» Task requirements:
Pick up the motorcycle travel journal about Day 4 of the ride west from Scottsbluff, Nebraska, and continue it from its last sentence.

» Extracted text:
***
Day 4
June 14th, 2002
Scottsbluff, Nebraska
I was sleeping good when my watch went off at
5:15 am. I remained in my bed, listened to the wind for a minute or 2,
then got moving.
I unzipped my tent, and was treated to a cool
refreshing morning. The sunrise in the wide open spaces of the American
West have a unique flavor. For the first time this trip I am not
dealing with a cloudy, rainy dawn. On this morning the sun is rising,
tinting the clear sky orange and yellow. I estimate I have 30 minutes to
get on the road, if I am to witness the sun clearing the earths curve from my
bike, so I hurry and pack.
A couple traveling in a Aztec van is stirring
about but no one else. They HAVE to get started early to load ALL the
stuff they are carrying. They had boxes and boxes of junk. Food,
coolers, stoves, their equipment swamped their table and was spilling over on
the surrounding ground. They steadily loaded boxes in the Aztec the 30 minutes
it took me to pack, and when I pulled out, they had hardly made a dent.
The 2 girls with the big tent, never made it
back to the campground. Their car was still out when I got up. I
guess they found something better to do, then camp out.
I fired the ST up at 5:40am and rolled out to
US 26 West, and set my sights on Yellowstone, and the rendezvous with Dennis
Ryan. Dennis is from the Bay Area ,working his way back west from a trip
to Kansas City. We will ride together into Montana, and Washington before
heading south.
I was riding west in the pre dawn light, when
I glanced at the sunrise in my mirrors. The sun was clearing the earth and
streams of light were brightening the landscape. What happens next is one
of the most unique, and fun experiences I've ever had on a motorcycle.
The long open highway westbound was still
dark, behind me the road was bathed in a white light. I pulled to the side
and looked to my rear. I could see the sunlight moving down 26 as the sun
came up. The light steadily working its way west. I dropped back
into gear and sped off, to see how long I could out run the sunlight before it
caught me. I charged west on 26 at 85 mph gaining ground on Mr. Sun.
My first goal was to beat him to the bluffs in the distance, and I do. I
can see in the mirrors he is getting higher and higher, lighting the day.
The ST and I have the road to ourselves. We are the only guys playing this
game with the sun.
The air is clean and fresh. It is cool,
and pleasant. I think about hot and humid Alabama as I race the sunlight
across Nebraska. Suddenly, I am cast in a intense bright light, as if
someone used a flashbulb, and it stayed on. The light has captured me, and
put an end to my game. It over takes me, and keeps moving across the
land. It is high now, and I back off the throttle. I will never
forget the morning I raced the sunlight.
I have a picture of that sunrise, but I want
each of you to have your own picture of that moment. It will be better
then mine anyway.
US 26 traces the Oregon Trail. I think
about the early pioneers, and how tough it must have been for them to make this
journey.
I follow 26 to I-25. It will take me to
Casper.
***
» Stored data:
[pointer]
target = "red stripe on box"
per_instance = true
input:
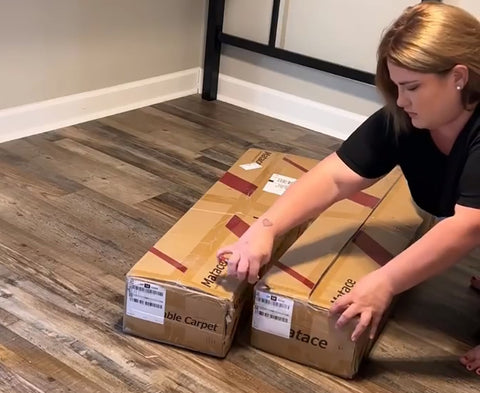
***
» Task output:
The speed limit is 75 so I put the ST on 85
and figure to be safe.
Cruising along at 85 I see a big bird eating
road kill up ahead. I think nothing of it at first, and go back to my mind
games. I close down on the beast, not backing off the throttle, he
will fly off soon enough I think to myself. I take my eyes off to the
side, and when I come back, he is really close. He still has not heard the
quiet ST, so I beep the horn, and close down the throttle and veer to the
left. Geezus! This is gonna be close! The buzzard takes off with his 6 ft
wing span, my mind instantly records his size and weight relaying back to me if
we hit him there's going to be damage. His size makes him slow, I HAVE to
guess correctly which way he will go to avoid him. He flies off to my
right as I cut it to the left and we miss, but not by much.
I ride non stop into Casper and begin looking
for the exit that has the Wal Mart. I came this way in my Prelude in 2000
and remember it. I need to pick up a few supplies.
After some searching I find the exit, take a
break, get gas and pick up a few things from Wally World. Recalling how
the dry air chapped my lips last year, I made sure to get chap
stick.
A man drove to the pumps in a 56 Ford.
Pristine condition. He has NY plates. He speaks with a tough city
accent, and tells me he is on a summer long road trip to escape wife #3 who is
making his life miserable. A colorful, but eccentric individual.

Casper, Wyoming-You can find many characters on the road.
"you drove that all the way from
NY?"
"of course, I just talk sweet to her and
she will take me anywhere"
"I found that out myself last fall about
yankee girls"
I remind him to be safe, and watch him drive
off, while I sip Mountain Dew.
I called my son and wife. I almost
always do each time I take a break. I left Dennis a voice mail, and got
back on the road. I stayed on 26 west out of Casper.
The landscape is now range land and rocks, and
after a few miles there is nothing to see. There is a steady stream of RVs
going west. This section of 26 is a main connector to Yellowstone.
Riding I sing a few country songs, it fits
when in this part of the country.
I was in the middle of nowhere when I came
across a cafe called, "Hells Half Acre." It is located near a
canyon with the same name. I pull off the highway into a dusty, wind blown
parking lot. Not one car is out front. Is the place open?
I shut the ST down, and take off my
gear. When I remove my Oakleys, I have to cover my eyes with my hand till
I can get them back on. The sunlight was that intense.
When I go in I am pleasantly surprised.
The atmosphere is friendly, and I am warmly greeted, and taken to a table by the
window.
I guess the ST in the parking lot broke the
ice, and a few more cars came in.
The cafe at Hell's Half Acre, Wyoming. Great Burgers.
An RV couple came in and were seated at a
table that rocked. The man took a napkin and stuffed it under the leg to
stabilize it.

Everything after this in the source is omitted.